- Prompt: Copy the records below exactly as they appear.

- Extracted information:
^^^^^^^^^^^^^^^^
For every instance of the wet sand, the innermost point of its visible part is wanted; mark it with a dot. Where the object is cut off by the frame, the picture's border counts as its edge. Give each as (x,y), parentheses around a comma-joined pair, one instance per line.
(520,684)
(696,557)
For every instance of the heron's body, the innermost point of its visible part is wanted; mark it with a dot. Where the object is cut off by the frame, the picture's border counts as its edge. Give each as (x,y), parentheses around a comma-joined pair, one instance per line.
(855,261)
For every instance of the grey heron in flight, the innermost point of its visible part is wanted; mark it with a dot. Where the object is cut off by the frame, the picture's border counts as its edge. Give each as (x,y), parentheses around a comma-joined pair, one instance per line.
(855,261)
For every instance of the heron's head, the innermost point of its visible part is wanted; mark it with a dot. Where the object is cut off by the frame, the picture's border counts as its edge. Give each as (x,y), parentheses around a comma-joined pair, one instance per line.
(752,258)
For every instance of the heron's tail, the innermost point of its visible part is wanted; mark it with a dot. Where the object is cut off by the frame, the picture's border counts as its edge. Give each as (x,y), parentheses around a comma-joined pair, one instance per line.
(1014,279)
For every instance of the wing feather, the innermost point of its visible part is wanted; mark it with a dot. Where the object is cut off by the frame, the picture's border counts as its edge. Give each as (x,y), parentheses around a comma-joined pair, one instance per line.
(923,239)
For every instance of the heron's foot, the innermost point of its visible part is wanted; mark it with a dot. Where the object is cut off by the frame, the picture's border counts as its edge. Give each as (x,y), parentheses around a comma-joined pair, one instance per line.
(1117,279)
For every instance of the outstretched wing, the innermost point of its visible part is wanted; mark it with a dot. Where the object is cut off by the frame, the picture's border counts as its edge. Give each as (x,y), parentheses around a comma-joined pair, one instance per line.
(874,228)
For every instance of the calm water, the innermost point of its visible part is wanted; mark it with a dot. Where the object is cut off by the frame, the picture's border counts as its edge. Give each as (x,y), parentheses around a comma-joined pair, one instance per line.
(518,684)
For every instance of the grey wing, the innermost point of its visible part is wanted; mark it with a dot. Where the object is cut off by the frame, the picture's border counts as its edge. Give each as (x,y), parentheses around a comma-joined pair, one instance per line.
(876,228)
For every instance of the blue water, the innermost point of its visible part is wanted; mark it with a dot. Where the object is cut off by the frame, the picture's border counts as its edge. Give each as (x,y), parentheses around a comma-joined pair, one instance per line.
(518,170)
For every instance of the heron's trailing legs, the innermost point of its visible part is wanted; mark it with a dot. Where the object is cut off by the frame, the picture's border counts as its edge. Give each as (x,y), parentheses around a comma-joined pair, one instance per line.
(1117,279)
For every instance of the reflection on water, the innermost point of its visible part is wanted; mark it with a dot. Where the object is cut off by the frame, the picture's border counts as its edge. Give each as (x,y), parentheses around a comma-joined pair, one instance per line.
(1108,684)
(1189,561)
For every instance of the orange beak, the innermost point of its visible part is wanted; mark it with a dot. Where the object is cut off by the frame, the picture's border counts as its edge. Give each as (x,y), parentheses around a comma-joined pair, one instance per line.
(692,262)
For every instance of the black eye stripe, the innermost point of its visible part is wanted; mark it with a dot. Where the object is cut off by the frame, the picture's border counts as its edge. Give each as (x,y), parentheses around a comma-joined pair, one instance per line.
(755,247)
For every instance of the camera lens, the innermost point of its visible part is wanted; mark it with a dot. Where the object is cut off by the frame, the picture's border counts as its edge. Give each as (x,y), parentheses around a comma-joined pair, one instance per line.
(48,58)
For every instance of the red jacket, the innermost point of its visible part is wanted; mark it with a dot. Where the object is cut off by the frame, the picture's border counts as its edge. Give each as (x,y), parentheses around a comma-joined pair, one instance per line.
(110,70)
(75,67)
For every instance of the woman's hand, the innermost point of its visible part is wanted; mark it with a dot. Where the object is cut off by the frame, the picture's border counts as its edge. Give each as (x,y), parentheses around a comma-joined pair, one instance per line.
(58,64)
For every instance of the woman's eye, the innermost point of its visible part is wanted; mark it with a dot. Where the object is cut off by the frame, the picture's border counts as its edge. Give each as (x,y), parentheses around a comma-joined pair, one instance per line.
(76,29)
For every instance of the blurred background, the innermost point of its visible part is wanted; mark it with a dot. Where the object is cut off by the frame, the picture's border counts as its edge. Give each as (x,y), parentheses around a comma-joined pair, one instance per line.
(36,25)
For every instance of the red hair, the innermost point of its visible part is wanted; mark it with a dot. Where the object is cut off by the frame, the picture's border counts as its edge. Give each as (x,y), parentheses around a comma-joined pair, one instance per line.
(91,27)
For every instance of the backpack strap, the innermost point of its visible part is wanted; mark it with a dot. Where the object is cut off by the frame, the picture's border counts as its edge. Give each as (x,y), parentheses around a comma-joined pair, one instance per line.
^^^^^^^^^^^^^^^^
- Correct response:
For every instance of the wet sand, the innermost point of its visible part is wanted; mark it with a dot. Where the object is cut off by the frame, the picture's border counts as its edge. Give each as (x,y), parentheses around a comma-joined pair, one instance per line.
(520,684)
(696,557)
For every instance of the heron's body, the innermost point of its visible part is wanted; mark it with a dot. Where the object is cut off by the frame, the picture's border counts as its edge. Give each as (x,y), parentheses around a comma-joined pair, one instance per line.
(855,261)
For every instance of the grey heron in flight, the innermost point of its visible part is wanted; mark it with a dot. Where the object is cut off by the frame, the picture's border counts as its edge. Give each as (x,y), parentheses around a comma-joined pair, one instance per line.
(855,261)
For every instance of the heron's head, the innermost point of its visible part is wanted; mark it with a dot. Where the object is cut off by the frame, the picture's border counts as its edge. Give each as (x,y), parentheses around a comma-joined pair, one instance per line.
(752,258)
For every instance of the heron's tail, the innermost point of its visible part is wanted; mark it with a dot. Where the object is cut off by the frame, the picture's border counts as its edge. Give each as (x,y), parentheses around a comma-joined pair, one instance per line.
(1014,279)
For every instance of the wing feather, the innermost point of its visible part is wanted; mark it with a dot. Where the object is cut off by the frame, the picture's border counts as its edge. Give each as (x,y), parentheses around a comma-joined pair, one instance per line.
(923,239)
For every instance of the heron's foot, the innermost point of its visible part is wanted; mark it with a dot. Where the object is cut off by the frame, the picture's border counts as its edge. Give each as (x,y), parentheses around a comma-joined pair, one instance per line.
(1117,279)
For every instance of the outstretched wing, the innermost point of its visible part is wanted; mark it with a dot. Where the object is cut off by the frame, the picture's border counts as its edge. Give each as (x,y), parentheses around a comma-joined pair, one instance per line.
(874,228)
For every instance of the calm water, the innermost point of its visible part is wanted; mark it with a dot. Where the object is cut off by the frame, the picture's border counts as its edge. Give each as (x,y), parentheses around a comma-joined pair, one instance per line.
(518,684)
For every instance of the grey wing, the innermost point of its visible part is wanted; mark it with a dot. Where the object is cut off by the frame, the picture's border counts as its edge. Give each as (x,y), parentheses around a comma-joined pair, one instance per line.
(876,228)
For every instance of the blue water, the innermost point of its visible part is wanted; mark it with a dot. Where the object is cut off by the frame, the picture's border counts as its edge. Give each as (x,y), parentheses around a comma-joined pair, one instance per line.
(518,170)
For every instance of the heron's trailing legs, the innermost point of its visible part is wanted; mark it with a dot. Where the object is cut off by the frame, the picture's border counts as its edge. Give each as (x,y), parentheses around a comma-joined pair, one instance per line.
(1117,279)
For every instance of the reflection on water, the innermost point of its visible part is wanted; mark it with a dot. Where the object is cut off by the frame, the picture's border counts as its edge. Give each as (x,y), parentheses around a comma-joined pair, one instance per line.
(1108,684)
(1189,561)
For every instance of the orange beak, the innermost point of its visible part is wanted; mark it with a dot. Where the object is cut off by the frame, the picture's border counts as its edge. Give each as (x,y), parentheses around a comma-joined pair, one instance per line.
(692,262)
For every instance of the black eye stripe, the innermost point of its visible part is wanted; mark it with a dot. Where the object is cut off by the frame, the picture's border counts as its edge. Give each as (x,y), parentheses around a comma-joined pair, one instance per line.
(755,247)
For every instance of the camera lens, the innermost point of its visible part is wanted; mark it with a dot. Where the object is cut off by the frame, the picture's border counts as its edge. Give each as (x,y), parentheses around a comma-joined pair, one instance per line.
(48,58)
For every instance of the red jacket, the innermost point of its visible part is wanted; mark it with a dot. Where the object is cut off by the frame, the picture's border counts as its edge. Give each as (x,y), parentheses around a comma-joined pair, one instance per line.
(110,70)
(75,67)
For every instance of the woman's hand, the innermost point of its visible part is wanted; mark it with a dot. Where the object is cut off by the frame, the picture's border counts as its edge. Give each as (x,y), parentheses around a comma-joined pair, one instance per line.
(58,64)
For every instance of the woman's eye, the innermost point of its visible part is wanted; mark it with a dot. Where the object is cut off by the frame, the picture's border counts as its edge. Give each as (x,y), parentheses around a comma-joined pair, one instance per line.
(76,29)
For every instance of the blurred background, the innermost point of its visible part is wanted; mark it with a dot. Where the object is cut off by the frame, the picture's border counts as its edge. Give each as (x,y), parentheses around a comma-joined pair, one instance per line.
(36,25)
For every instance of the red hair, the innermost point of its visible part is wanted; mark it with a dot. Where the object is cut off by the frame, the picture's border counts as its edge. Give each as (x,y), parentheses around a comma-joined pair, one instance per line.
(91,27)
For every instance of the backpack strap, the innermost point of its visible part is wanted; mark it with a dot. Where the object is cut off by the frame, the picture's border counts as its edge. Give each as (x,y), parentheses around a comma-joined pair, one instance per line.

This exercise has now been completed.